• [TASK BRIEF]:
Look for "Mark the swimming" in the entries below. Write out that line and all later lines exactly, ending with the final one.

• [TASK DATA]:
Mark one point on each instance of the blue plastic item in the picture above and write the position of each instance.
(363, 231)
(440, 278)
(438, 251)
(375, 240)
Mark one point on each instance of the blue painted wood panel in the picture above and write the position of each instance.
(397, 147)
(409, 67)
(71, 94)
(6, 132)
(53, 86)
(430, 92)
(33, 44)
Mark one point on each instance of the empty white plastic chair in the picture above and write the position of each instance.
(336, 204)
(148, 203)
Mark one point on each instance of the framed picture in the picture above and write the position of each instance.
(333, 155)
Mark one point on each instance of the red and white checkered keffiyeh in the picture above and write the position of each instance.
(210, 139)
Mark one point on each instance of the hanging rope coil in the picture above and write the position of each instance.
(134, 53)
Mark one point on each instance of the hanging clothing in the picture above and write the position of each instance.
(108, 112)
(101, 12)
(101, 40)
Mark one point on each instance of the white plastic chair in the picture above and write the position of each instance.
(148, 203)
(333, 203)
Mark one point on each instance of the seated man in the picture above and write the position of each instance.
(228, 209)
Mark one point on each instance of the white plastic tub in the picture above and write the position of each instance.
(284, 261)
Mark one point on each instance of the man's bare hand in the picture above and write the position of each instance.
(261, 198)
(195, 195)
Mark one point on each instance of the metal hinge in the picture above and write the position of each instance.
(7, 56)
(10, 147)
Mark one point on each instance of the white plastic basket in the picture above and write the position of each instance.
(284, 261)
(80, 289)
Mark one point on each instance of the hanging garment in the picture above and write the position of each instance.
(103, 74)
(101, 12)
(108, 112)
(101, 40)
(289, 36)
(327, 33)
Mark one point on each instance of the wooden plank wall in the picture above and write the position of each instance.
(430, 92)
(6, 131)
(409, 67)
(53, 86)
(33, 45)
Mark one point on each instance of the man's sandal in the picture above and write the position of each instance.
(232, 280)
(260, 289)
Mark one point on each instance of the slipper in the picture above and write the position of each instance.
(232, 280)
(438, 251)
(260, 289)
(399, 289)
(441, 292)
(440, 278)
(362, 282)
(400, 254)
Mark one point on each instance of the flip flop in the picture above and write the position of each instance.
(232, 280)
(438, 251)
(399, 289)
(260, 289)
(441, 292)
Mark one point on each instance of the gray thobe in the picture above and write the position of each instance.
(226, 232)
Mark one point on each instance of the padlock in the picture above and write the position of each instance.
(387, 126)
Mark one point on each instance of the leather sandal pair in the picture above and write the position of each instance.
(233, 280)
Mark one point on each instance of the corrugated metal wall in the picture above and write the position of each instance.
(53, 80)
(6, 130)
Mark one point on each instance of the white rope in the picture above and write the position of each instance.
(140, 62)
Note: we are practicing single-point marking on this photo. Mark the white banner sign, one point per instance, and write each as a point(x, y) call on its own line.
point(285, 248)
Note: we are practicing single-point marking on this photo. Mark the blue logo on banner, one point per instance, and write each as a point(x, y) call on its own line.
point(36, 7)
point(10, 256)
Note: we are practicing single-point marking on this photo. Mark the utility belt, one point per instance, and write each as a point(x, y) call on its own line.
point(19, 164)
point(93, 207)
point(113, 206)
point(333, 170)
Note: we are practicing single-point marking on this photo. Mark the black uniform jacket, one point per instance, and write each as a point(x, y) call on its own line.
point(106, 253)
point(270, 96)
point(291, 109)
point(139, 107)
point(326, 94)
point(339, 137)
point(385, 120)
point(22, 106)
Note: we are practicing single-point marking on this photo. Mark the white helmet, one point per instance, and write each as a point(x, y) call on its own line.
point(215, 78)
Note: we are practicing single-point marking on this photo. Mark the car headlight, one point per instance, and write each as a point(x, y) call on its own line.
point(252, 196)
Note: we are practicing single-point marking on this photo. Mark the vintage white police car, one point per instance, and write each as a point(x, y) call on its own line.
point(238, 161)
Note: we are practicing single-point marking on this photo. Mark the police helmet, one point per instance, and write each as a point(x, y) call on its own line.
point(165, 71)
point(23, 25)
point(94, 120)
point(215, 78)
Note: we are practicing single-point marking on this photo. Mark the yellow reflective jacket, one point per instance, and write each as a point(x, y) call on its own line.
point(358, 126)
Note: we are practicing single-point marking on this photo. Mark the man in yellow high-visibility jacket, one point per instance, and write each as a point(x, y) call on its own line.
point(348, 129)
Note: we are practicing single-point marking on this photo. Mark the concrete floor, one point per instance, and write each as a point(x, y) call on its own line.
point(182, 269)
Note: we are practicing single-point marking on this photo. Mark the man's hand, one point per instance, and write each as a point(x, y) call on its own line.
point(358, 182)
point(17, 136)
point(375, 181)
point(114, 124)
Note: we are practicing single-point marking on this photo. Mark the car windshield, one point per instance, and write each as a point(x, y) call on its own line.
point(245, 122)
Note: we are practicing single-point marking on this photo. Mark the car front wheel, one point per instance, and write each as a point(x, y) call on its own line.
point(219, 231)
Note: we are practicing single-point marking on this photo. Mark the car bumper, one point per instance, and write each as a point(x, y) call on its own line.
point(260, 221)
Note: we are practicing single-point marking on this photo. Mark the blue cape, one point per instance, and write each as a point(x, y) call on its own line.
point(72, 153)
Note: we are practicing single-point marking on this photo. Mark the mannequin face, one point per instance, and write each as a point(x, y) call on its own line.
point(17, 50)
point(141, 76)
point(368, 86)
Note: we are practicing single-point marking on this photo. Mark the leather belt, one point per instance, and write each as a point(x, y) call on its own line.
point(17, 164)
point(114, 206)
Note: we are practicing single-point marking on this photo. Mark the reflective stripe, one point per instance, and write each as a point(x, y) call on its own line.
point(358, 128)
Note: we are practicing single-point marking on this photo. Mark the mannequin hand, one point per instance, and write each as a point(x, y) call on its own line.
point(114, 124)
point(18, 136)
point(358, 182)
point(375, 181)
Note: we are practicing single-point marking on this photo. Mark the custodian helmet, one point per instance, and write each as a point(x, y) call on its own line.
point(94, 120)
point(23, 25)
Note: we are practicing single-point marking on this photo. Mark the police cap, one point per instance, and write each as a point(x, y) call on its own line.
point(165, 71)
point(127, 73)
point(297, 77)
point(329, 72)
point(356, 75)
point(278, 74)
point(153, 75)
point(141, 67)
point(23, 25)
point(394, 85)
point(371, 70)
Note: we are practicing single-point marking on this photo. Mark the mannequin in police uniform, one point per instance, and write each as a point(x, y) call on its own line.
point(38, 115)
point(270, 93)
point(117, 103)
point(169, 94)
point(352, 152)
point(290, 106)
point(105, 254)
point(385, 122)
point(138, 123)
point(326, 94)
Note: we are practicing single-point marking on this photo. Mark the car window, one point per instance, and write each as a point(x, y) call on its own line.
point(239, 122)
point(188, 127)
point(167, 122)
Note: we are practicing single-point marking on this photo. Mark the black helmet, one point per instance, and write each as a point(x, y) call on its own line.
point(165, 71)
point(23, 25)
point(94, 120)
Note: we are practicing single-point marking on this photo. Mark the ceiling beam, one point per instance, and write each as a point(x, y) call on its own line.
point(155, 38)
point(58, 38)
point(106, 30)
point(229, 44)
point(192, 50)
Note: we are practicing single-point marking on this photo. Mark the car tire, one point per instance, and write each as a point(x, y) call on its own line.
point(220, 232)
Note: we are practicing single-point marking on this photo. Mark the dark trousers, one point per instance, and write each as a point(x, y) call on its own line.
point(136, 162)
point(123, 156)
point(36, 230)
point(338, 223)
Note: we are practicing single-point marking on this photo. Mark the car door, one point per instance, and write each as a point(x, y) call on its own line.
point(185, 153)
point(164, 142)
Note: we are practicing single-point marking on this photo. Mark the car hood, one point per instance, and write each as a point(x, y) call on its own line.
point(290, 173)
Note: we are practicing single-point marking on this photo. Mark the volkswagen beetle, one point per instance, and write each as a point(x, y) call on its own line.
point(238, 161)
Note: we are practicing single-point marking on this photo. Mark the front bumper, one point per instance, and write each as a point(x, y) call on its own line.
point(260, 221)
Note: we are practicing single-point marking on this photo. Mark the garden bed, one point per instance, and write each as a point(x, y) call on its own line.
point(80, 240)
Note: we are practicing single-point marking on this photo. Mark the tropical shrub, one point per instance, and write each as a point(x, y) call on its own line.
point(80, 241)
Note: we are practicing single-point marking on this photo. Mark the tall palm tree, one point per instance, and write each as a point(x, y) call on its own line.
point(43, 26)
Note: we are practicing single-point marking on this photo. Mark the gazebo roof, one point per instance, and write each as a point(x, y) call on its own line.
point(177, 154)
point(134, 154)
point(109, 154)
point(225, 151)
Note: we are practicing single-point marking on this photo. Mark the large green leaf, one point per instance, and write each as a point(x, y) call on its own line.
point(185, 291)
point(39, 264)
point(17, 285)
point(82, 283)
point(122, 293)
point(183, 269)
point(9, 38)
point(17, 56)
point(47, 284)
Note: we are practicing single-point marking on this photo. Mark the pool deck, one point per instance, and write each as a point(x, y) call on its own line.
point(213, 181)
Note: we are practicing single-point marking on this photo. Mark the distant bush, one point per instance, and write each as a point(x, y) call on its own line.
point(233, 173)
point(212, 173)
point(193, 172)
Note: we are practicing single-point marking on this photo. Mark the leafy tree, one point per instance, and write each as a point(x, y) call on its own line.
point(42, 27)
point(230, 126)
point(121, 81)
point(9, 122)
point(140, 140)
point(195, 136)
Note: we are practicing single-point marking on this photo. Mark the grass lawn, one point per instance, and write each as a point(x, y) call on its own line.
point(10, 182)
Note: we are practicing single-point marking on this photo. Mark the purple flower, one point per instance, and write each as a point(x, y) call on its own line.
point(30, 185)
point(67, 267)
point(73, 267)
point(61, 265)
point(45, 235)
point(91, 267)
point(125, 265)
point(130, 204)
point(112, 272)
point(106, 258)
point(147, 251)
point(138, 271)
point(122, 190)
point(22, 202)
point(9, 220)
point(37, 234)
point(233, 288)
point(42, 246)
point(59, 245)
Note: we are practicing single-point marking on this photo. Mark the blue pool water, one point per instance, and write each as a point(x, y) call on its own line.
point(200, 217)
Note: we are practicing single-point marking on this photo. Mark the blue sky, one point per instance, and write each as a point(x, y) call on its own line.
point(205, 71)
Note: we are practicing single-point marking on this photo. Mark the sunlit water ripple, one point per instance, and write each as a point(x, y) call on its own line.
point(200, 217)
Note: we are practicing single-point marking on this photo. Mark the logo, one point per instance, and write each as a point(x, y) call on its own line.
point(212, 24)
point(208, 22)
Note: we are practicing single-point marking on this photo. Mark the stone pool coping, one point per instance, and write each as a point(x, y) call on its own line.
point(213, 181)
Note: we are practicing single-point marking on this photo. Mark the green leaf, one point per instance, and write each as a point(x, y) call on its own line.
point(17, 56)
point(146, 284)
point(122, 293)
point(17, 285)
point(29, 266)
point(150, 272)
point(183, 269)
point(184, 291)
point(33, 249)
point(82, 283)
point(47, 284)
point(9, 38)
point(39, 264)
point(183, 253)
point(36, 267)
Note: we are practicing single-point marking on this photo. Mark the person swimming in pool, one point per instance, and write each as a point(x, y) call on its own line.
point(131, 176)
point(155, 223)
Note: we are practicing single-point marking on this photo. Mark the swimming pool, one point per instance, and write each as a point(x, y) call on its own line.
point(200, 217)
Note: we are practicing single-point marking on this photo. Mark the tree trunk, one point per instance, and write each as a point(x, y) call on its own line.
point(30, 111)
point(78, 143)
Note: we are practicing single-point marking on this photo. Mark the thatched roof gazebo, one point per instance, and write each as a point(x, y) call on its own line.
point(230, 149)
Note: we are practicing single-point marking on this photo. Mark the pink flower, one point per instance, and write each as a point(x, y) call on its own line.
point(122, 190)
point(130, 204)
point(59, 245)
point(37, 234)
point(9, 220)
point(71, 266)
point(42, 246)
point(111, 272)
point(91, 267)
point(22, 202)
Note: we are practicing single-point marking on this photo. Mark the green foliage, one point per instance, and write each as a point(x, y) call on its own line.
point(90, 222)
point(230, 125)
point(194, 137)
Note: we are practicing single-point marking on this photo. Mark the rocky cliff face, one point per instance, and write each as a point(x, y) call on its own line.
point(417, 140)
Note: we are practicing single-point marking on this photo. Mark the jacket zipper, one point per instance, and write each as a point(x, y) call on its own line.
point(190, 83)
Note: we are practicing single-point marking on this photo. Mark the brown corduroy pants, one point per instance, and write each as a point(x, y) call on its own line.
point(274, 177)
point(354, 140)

• [ANSWER SPACE]:
Note: we are practicing single-point marking on this photo. Mark the swimming pool, one point per instance, and write each as a point(x, y) call on its own line.
point(200, 217)
Note: we are practicing single-point marking on this photo. Mark the tree trunk, one point per instance, and write each as a point(x, y) call on its own line.
point(30, 111)
point(78, 143)
Note: we are practicing single-point marking on this photo. Mark the thatched roof gazebo, one point per instance, and write each as a point(x, y) call on its own line.
point(230, 149)
Note: we are practicing single-point marking on this photo. Mark the pink flower, one point per instance, and write each as a point(x, y) call on its own line.
point(122, 190)
point(130, 204)
point(59, 245)
point(37, 234)
point(9, 220)
point(71, 266)
point(42, 246)
point(111, 272)
point(91, 267)
point(22, 202)
Note: we are practicing single-point marking on this photo. Mark the green foliage, one point per instance, and write each as a point(x, y) call on its own line.
point(90, 222)
point(230, 125)
point(194, 137)
Note: we are practicing single-point marking on this photo. Mark the rocky cliff face, one point per instance, and write each as a point(x, y) call on its own line.
point(417, 140)
Note: we are practicing single-point marking on this photo. Mark the jacket zipper, one point per instance, and write each as a point(x, y) call on its own line.
point(190, 83)
Note: we are practicing single-point marking on this photo. Mark the brown corduroy pants, one point per instance, and write each as a point(x, y) call on its own line.
point(274, 177)
point(354, 140)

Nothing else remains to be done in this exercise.